_TEXT PASSAGE_.

Content starts

In 1963, Bakhsh represented the Pakistan national football team against Iran at the 1964 Summer Olympics qualification. The following year, he toured China with the national team.

In 1965, he toured Ceylon with the national team, and also later played the 1965 RCD Cup. Where he was praised for his defensive abilities as left fullback, preventing several goals in the eventual 1–3 defeat against Turkey. In 1967, Bakhsh was selected to play for Pakistan, for their participation at the 1967 RCD Cup. He also featured in the 1968 AFC Asian Cup qualification in Burma.

In 1969, Bakhsh was appointed as the captain when the national side toured the Soviet Union for unofficial test matches against club sides, and led the team during the 1969 Friendship Cup held in Tehran, Iran, marking his last appearances with the team.

Content ends

(Data records)
Content starts

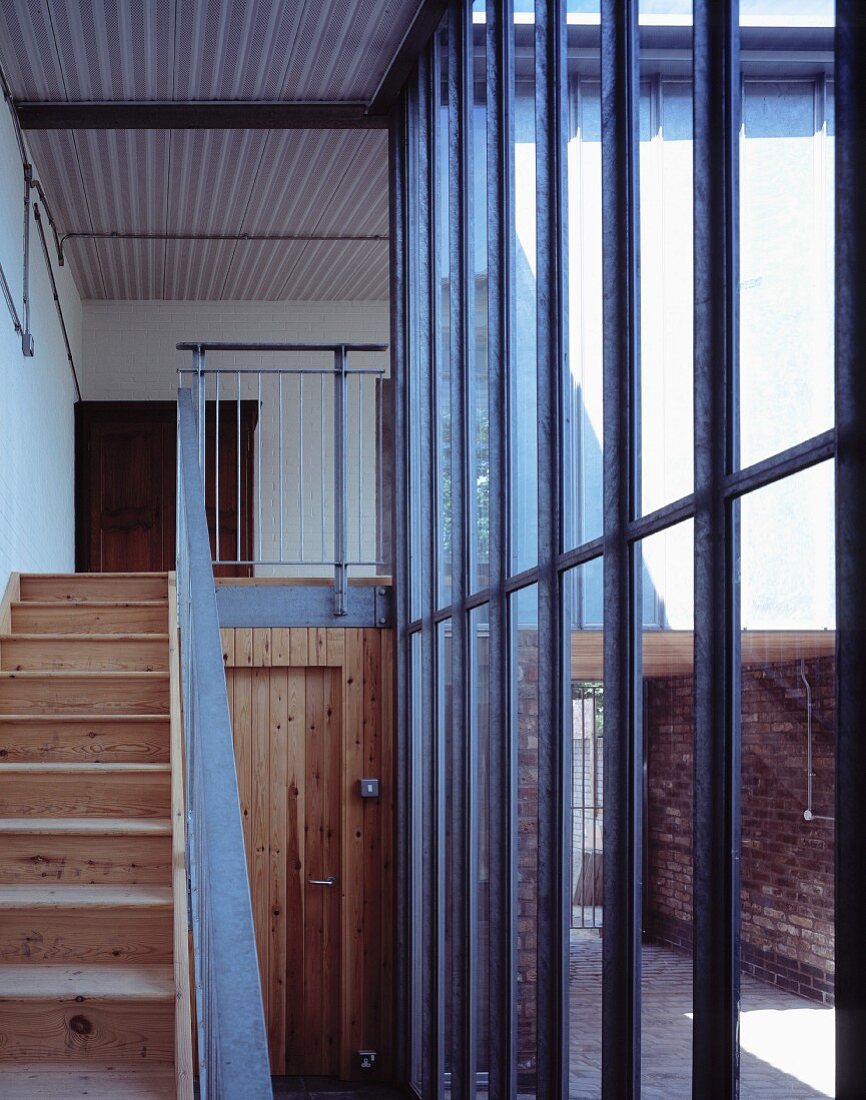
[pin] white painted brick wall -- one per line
(130, 354)
(36, 420)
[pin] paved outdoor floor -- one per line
(787, 1042)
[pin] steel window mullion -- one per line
(716, 689)
(425, 345)
(552, 1047)
(851, 549)
(503, 762)
(621, 980)
(401, 295)
(462, 883)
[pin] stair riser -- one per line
(47, 741)
(84, 935)
(84, 655)
(35, 695)
(94, 586)
(90, 1031)
(80, 859)
(63, 619)
(69, 795)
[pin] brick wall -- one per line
(787, 862)
(527, 853)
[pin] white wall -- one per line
(130, 354)
(37, 395)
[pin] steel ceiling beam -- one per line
(417, 37)
(212, 114)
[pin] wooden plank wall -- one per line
(266, 682)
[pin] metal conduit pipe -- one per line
(22, 327)
(808, 815)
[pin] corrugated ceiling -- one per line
(320, 182)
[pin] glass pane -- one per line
(416, 952)
(786, 301)
(442, 289)
(666, 285)
(666, 564)
(524, 400)
(524, 708)
(582, 396)
(584, 727)
(444, 734)
(479, 708)
(788, 780)
(479, 418)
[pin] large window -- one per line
(622, 635)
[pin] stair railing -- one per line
(232, 1040)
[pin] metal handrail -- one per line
(280, 523)
(232, 1040)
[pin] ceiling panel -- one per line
(321, 182)
(315, 50)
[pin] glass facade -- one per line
(620, 421)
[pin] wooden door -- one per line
(313, 714)
(125, 485)
(313, 1037)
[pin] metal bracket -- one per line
(384, 606)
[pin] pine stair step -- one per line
(79, 790)
(84, 826)
(99, 850)
(97, 652)
(86, 924)
(72, 586)
(76, 692)
(90, 616)
(105, 738)
(45, 1081)
(22, 982)
(84, 897)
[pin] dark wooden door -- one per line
(125, 485)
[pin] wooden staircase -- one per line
(94, 960)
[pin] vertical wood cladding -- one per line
(787, 862)
(275, 679)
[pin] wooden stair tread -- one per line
(85, 826)
(65, 768)
(79, 674)
(84, 897)
(83, 638)
(107, 576)
(30, 716)
(46, 1081)
(89, 604)
(22, 981)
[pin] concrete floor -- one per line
(786, 1045)
(328, 1088)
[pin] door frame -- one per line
(90, 414)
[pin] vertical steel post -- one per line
(851, 549)
(503, 757)
(462, 911)
(716, 686)
(405, 750)
(26, 336)
(551, 298)
(431, 831)
(621, 982)
(340, 482)
(198, 366)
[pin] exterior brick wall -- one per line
(787, 862)
(527, 853)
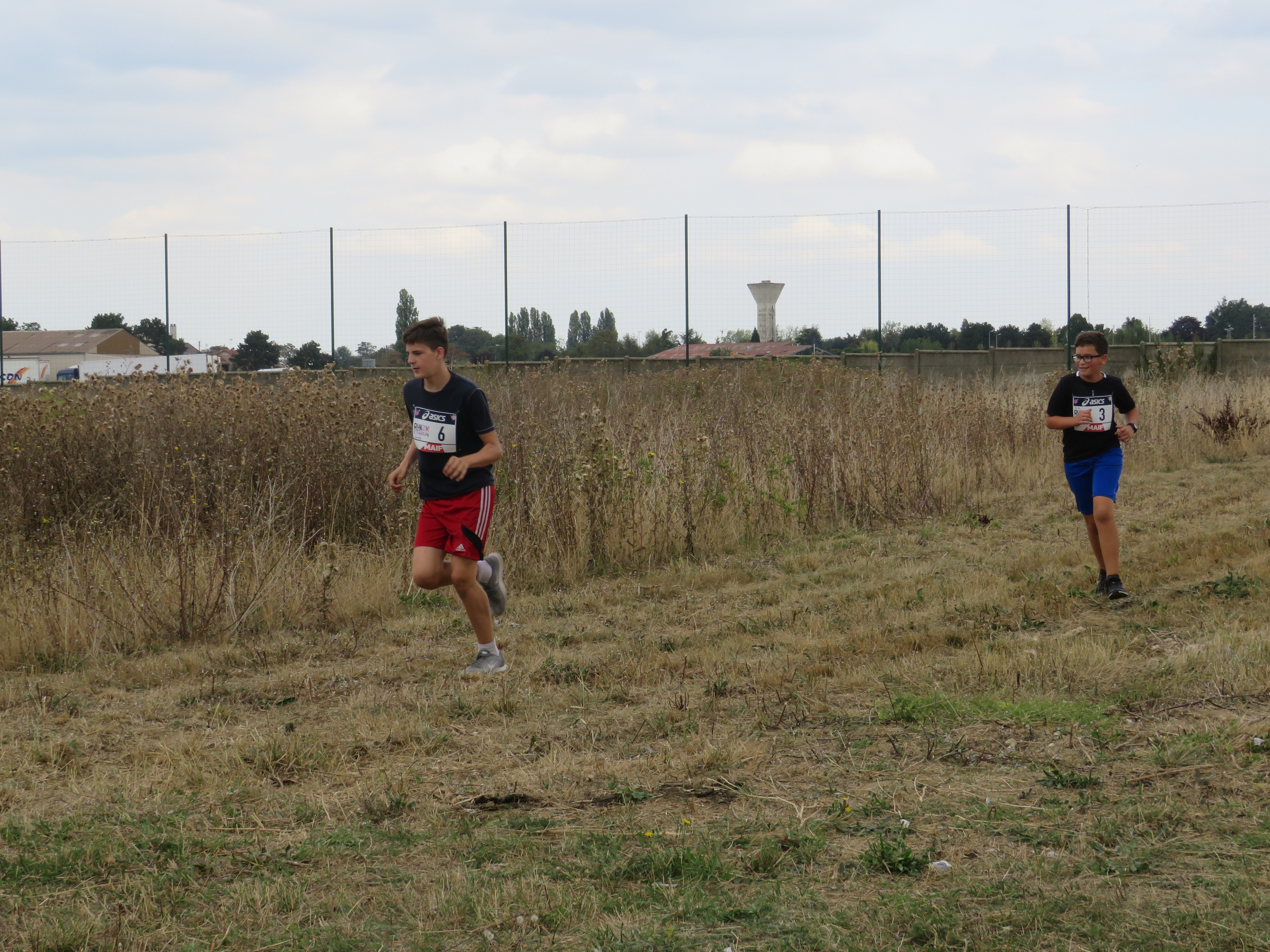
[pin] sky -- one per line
(140, 118)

Content ends

_WORK TO COMPLETE_.
- 1) Edit the passage on Bakhsh's football career: write it out starting with "In 1963, Bakhsh" and going on through "with the team.", with "national team" changed to "national squad".
- 2) According to the passage on Bakhsh's football career, why was he praised at the 1965 RCD Cup?
- 3) Carry on the passage about Bakhsh's football career from where it stops.
These data records are separate material, apart from the passage on Bakhsh.

_NUMBERED ANSWERS_.
- 1)
In 1963, Bakhsh represented the Pakistan national football team against Iran at the 1964 Summer Olympics qualification. The following year, he toured China with the national squad.

In 1965, he toured Ceylon with the national squad, and also later played the 1965 RCD Cup. Where he was praised for his defensive abilities as left fullback, preventing several goals in the eventual 1–3 defeat against Turkey. In 1967, Bakhsh was selected to play for Pakistan, for their participation at the 1967 RCD Cup. He also featured in the 1968 AFC Asian Cup qualification in Burma.

In 1969, Bakhsh was appointed as the captain when the national side toured the Soviet Union for unofficial test matches against club sides, and led the team during the 1969 Friendship Cup held in Tehran, Iran, marking his last appearances with the team.

- 2) He was praised for his defensive abilities as left fullback. He prevented several goals in the match against Turkey, which Pakistan eventually lost 1–3.

- 3)
== Coaching career ==
After retiring as player, Bakhsh served as assistant coach of the Pakistan Airlines football team. He served as head coach of the Pakistan Blues team at the 1982 Quaid-e-Azam International Tournament.

== Death ==
In his last years, Bakhsh spent his life in Karachi, and featured as special guest in several local tournaments. He died in 2019 in Karachi, at the age of 76.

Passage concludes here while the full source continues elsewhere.